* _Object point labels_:
+ + +
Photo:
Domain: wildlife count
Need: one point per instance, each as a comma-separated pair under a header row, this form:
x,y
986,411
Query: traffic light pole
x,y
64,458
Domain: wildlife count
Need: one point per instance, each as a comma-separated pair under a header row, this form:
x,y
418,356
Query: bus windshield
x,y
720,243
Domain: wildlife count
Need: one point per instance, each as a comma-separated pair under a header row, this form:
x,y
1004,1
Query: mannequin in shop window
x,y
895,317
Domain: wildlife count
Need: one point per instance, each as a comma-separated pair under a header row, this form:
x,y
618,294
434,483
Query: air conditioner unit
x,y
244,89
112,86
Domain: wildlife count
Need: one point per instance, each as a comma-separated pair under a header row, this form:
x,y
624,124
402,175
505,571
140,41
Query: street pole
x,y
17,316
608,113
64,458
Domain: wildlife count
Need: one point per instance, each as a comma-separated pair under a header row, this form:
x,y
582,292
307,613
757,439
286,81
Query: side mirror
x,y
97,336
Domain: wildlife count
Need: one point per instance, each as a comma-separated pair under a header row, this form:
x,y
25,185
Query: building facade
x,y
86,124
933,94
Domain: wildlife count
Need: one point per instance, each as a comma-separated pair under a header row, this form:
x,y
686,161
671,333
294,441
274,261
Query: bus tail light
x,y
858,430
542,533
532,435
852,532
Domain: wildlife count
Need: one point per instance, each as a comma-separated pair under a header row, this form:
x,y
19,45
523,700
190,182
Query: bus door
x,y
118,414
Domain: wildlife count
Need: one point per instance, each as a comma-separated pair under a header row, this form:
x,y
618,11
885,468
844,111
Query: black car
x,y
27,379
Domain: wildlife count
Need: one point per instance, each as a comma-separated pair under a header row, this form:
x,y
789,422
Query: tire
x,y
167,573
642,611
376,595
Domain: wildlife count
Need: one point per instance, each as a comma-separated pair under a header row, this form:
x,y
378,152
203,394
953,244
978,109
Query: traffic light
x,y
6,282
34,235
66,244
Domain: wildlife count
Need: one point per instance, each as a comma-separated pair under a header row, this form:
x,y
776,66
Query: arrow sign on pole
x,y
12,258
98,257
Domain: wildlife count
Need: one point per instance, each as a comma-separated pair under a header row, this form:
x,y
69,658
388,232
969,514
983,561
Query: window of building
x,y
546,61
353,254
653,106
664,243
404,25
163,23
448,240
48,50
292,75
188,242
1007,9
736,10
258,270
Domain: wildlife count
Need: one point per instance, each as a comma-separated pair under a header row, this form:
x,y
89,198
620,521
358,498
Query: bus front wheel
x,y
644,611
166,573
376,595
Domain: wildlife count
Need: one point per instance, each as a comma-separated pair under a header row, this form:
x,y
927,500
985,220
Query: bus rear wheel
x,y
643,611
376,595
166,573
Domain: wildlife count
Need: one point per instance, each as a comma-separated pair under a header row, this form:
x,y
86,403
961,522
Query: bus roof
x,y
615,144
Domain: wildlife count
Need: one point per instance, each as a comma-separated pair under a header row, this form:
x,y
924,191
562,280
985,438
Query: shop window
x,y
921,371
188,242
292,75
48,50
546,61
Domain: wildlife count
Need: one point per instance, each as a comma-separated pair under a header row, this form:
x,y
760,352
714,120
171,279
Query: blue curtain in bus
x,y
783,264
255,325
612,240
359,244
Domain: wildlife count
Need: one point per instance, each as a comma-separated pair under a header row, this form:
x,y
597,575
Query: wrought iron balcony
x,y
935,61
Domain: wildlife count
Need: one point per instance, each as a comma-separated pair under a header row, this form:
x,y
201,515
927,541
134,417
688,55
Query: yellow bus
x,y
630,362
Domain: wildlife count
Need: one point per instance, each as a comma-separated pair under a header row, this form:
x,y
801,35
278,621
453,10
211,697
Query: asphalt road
+ + +
* _The problem_:
Gather every line of the records above that contains the word "pole", and copy each one.

* _Full response_:
Query: traffic light pole
Query: street pole
Query: arrow sign on pole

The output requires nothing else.